TRY IT: An exact copy of the lines, starting at the top of the listing and ending with the line that has "as point(181, 59).", is the required answer. Pictures are not part of it.

THE RECORDS below:

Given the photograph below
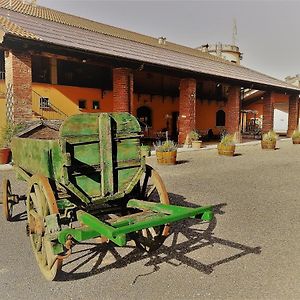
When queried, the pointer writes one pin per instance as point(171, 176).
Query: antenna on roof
point(234, 32)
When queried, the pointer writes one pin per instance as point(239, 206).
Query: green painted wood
point(106, 155)
point(156, 214)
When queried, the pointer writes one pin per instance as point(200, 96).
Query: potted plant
point(166, 152)
point(6, 134)
point(195, 139)
point(227, 145)
point(269, 140)
point(296, 137)
point(145, 150)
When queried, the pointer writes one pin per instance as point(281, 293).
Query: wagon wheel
point(7, 199)
point(152, 189)
point(41, 203)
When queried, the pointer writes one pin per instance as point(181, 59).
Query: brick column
point(122, 90)
point(18, 81)
point(268, 112)
point(187, 108)
point(293, 114)
point(233, 109)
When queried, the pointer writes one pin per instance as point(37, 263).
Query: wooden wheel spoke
point(150, 191)
point(41, 203)
point(152, 238)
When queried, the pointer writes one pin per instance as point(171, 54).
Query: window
point(96, 104)
point(220, 118)
point(41, 69)
point(44, 103)
point(82, 104)
point(144, 114)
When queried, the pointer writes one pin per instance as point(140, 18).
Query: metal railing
point(44, 109)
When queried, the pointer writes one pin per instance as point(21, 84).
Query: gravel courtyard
point(251, 250)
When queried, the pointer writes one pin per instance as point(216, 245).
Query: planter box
point(5, 155)
point(166, 158)
point(270, 145)
point(227, 150)
point(196, 144)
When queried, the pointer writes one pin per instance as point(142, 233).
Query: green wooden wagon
point(91, 182)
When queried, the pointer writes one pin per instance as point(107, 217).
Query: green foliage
point(194, 135)
point(270, 136)
point(296, 134)
point(165, 146)
point(228, 139)
point(8, 132)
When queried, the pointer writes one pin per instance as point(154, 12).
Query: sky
point(267, 31)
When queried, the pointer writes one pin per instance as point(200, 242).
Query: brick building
point(54, 64)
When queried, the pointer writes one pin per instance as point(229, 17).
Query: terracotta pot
point(145, 151)
point(270, 145)
point(227, 150)
point(296, 141)
point(166, 158)
point(5, 155)
point(196, 144)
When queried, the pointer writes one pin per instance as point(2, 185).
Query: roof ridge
point(11, 27)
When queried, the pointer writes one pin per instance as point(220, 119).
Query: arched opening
point(220, 118)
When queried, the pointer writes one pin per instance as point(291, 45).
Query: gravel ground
point(249, 251)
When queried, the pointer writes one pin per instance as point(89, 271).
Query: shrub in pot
point(195, 139)
point(6, 134)
point(145, 150)
point(227, 145)
point(296, 137)
point(269, 140)
point(166, 152)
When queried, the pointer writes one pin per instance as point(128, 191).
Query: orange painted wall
point(66, 98)
point(160, 106)
point(2, 104)
point(258, 106)
point(206, 115)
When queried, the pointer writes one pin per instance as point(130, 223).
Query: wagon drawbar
point(92, 182)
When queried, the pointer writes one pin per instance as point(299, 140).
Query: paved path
point(250, 251)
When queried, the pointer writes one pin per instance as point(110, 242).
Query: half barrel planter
point(296, 141)
point(166, 158)
point(5, 155)
point(268, 145)
point(196, 144)
point(227, 150)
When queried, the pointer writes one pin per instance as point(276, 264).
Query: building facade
point(54, 65)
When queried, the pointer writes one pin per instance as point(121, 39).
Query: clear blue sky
point(268, 31)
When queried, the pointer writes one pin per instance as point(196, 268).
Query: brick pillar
point(268, 112)
point(293, 114)
point(233, 109)
point(122, 90)
point(18, 81)
point(187, 108)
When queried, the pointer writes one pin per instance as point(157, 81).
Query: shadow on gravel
point(186, 245)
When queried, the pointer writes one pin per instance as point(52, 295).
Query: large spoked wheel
point(152, 188)
point(41, 203)
point(7, 199)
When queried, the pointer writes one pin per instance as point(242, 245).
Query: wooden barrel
point(270, 145)
point(166, 158)
point(296, 141)
point(227, 150)
point(196, 144)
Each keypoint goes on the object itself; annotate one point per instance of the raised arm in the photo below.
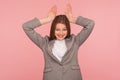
(30, 25)
(86, 23)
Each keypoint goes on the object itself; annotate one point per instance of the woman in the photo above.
(61, 48)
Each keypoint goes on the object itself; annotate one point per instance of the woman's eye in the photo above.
(57, 29)
(64, 29)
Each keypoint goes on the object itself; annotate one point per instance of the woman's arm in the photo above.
(30, 25)
(86, 23)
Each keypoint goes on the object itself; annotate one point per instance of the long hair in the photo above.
(59, 19)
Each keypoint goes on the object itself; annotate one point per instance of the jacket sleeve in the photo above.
(87, 25)
(29, 27)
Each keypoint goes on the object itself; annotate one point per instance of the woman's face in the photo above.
(60, 31)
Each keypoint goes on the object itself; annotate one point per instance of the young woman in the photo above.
(61, 47)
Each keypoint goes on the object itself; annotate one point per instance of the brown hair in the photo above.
(59, 19)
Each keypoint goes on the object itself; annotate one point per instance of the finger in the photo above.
(69, 8)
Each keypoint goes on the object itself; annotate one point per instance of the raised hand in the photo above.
(68, 13)
(52, 13)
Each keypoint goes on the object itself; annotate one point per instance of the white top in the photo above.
(59, 49)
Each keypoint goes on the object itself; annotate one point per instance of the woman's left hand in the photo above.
(68, 13)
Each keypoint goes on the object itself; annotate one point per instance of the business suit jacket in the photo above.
(68, 68)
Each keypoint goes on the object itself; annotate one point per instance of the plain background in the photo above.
(20, 59)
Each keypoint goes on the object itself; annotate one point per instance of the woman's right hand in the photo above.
(69, 14)
(52, 13)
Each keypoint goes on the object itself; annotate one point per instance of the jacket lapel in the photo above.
(50, 46)
(69, 42)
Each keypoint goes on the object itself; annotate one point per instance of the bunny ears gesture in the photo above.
(68, 12)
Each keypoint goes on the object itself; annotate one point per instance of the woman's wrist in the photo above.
(73, 19)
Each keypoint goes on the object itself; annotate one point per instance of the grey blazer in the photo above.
(68, 68)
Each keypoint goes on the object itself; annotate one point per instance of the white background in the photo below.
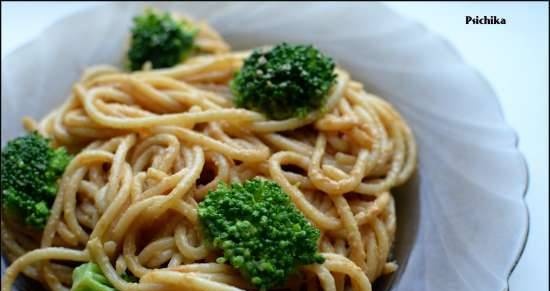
(513, 57)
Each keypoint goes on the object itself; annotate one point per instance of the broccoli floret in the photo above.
(160, 39)
(88, 277)
(260, 231)
(286, 81)
(29, 173)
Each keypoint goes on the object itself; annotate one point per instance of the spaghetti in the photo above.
(151, 144)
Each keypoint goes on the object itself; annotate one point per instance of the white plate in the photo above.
(462, 219)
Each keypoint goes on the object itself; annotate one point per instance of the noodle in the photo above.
(151, 144)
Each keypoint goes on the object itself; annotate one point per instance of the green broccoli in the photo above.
(286, 81)
(88, 277)
(160, 39)
(29, 173)
(260, 231)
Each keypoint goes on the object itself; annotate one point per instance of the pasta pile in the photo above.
(151, 144)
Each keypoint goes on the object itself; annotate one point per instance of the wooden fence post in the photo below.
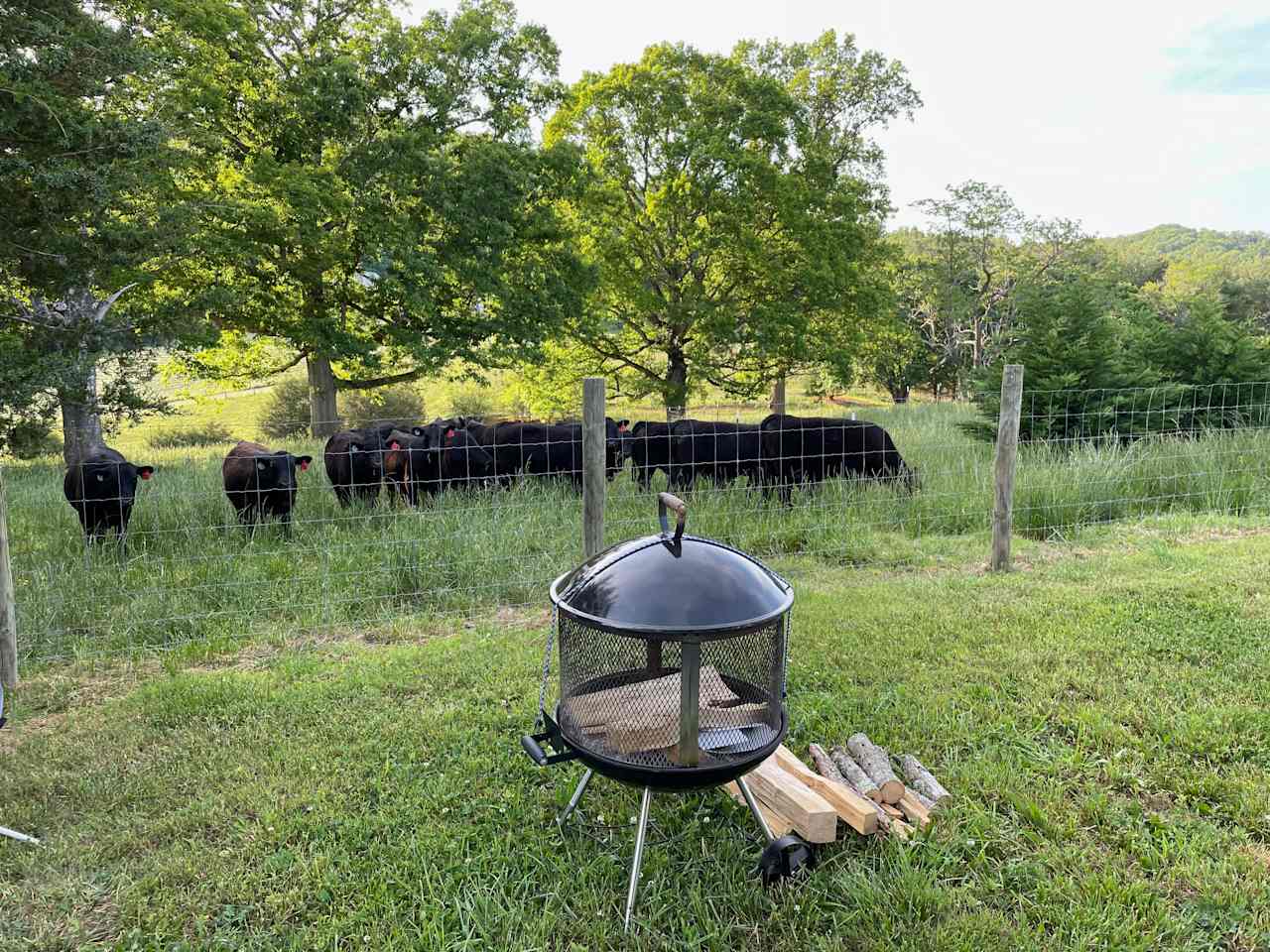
(8, 611)
(593, 471)
(1007, 453)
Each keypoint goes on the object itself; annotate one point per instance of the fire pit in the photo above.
(672, 674)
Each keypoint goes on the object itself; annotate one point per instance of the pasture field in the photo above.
(1100, 716)
(190, 572)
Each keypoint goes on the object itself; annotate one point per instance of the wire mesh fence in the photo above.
(457, 517)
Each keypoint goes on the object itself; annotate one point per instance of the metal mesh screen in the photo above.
(631, 698)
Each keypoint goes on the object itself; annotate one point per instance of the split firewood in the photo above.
(811, 814)
(875, 762)
(597, 708)
(853, 774)
(880, 816)
(855, 810)
(922, 779)
(913, 809)
(778, 824)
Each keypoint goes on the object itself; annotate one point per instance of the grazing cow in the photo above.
(815, 448)
(100, 489)
(437, 458)
(544, 448)
(648, 445)
(354, 463)
(716, 451)
(262, 483)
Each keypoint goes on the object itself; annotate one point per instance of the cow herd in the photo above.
(418, 462)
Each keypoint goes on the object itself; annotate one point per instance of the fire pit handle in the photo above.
(666, 500)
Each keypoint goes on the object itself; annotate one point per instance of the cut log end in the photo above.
(922, 779)
(875, 762)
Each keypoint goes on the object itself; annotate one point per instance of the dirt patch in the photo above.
(53, 696)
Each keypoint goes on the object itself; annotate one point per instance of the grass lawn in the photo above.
(1098, 715)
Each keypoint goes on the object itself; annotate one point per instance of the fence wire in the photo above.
(489, 526)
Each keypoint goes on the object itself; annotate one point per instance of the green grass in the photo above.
(1100, 717)
(190, 572)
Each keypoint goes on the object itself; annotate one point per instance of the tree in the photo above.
(372, 203)
(79, 160)
(733, 209)
(982, 252)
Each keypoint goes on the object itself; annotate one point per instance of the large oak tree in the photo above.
(80, 158)
(373, 202)
(734, 209)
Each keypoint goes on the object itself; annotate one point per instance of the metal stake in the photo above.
(753, 807)
(639, 856)
(576, 796)
(19, 837)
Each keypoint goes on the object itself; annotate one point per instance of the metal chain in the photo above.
(547, 666)
(785, 667)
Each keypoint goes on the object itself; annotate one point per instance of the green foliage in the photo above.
(81, 168)
(894, 357)
(30, 438)
(368, 189)
(285, 414)
(1102, 362)
(733, 209)
(400, 404)
(470, 399)
(181, 435)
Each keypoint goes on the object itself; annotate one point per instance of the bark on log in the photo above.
(875, 762)
(913, 809)
(922, 779)
(855, 810)
(853, 774)
(884, 821)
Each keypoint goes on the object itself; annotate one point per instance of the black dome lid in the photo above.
(661, 585)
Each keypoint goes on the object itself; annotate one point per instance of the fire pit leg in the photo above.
(753, 807)
(639, 856)
(576, 797)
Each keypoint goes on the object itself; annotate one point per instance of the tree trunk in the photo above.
(81, 422)
(778, 402)
(322, 413)
(676, 385)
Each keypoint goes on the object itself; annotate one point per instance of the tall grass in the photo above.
(190, 572)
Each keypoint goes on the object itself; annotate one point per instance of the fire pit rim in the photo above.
(674, 633)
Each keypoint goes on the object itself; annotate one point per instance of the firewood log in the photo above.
(875, 762)
(822, 765)
(922, 779)
(853, 774)
(915, 809)
(855, 810)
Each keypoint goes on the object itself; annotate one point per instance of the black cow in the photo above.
(354, 463)
(552, 449)
(440, 457)
(262, 483)
(716, 451)
(102, 489)
(815, 448)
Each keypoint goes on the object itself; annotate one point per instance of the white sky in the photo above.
(1075, 108)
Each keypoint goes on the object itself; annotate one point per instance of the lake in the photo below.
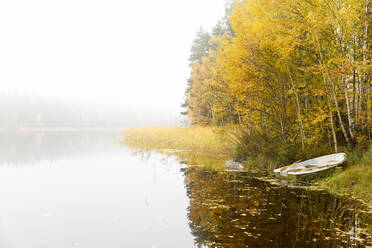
(84, 189)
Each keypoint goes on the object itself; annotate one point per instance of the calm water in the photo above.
(70, 189)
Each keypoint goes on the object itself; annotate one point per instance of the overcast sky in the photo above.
(106, 51)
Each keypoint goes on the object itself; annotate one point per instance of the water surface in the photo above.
(83, 189)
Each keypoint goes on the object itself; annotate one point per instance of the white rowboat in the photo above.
(312, 165)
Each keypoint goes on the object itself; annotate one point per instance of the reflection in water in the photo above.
(98, 194)
(235, 210)
(95, 194)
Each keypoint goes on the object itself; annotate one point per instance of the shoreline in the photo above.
(351, 181)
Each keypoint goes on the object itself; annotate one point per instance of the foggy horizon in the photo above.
(127, 56)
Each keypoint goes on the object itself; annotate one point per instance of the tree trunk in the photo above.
(298, 110)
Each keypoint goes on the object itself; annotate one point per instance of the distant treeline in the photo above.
(290, 73)
(20, 110)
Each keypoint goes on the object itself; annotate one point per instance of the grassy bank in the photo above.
(356, 179)
(212, 146)
(205, 146)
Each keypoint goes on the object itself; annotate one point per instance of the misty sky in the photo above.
(104, 51)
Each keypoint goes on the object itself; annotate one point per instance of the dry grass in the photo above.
(355, 180)
(207, 146)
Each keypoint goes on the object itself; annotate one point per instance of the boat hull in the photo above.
(313, 165)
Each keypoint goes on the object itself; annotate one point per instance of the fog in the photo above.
(97, 63)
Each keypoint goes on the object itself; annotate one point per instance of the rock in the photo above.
(233, 165)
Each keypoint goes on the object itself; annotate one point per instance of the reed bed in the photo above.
(206, 146)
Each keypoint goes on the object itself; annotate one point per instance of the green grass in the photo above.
(212, 146)
(356, 179)
(207, 146)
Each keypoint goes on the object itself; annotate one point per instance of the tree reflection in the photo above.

End of THE RECORDS.

EXERCISE ANSWER:
Given the photograph below
When queried, the pointer writes one pin per instance as point(171, 176).
Query: antenna on roof
point(234, 32)
When queried, the pointer writes one pin per instance as point(239, 206).
Query: green painted wood
point(106, 155)
point(156, 214)
When queried, the pointer writes one pin per instance as point(200, 96).
Query: potted plant
point(166, 152)
point(6, 134)
point(195, 139)
point(227, 145)
point(269, 140)
point(296, 137)
point(145, 150)
When queried, the pointer writes one pin per instance as point(281, 293).
Query: wagon wheel
point(7, 199)
point(152, 189)
point(41, 203)
When queried, the pointer writes one pin per instance as point(181, 59).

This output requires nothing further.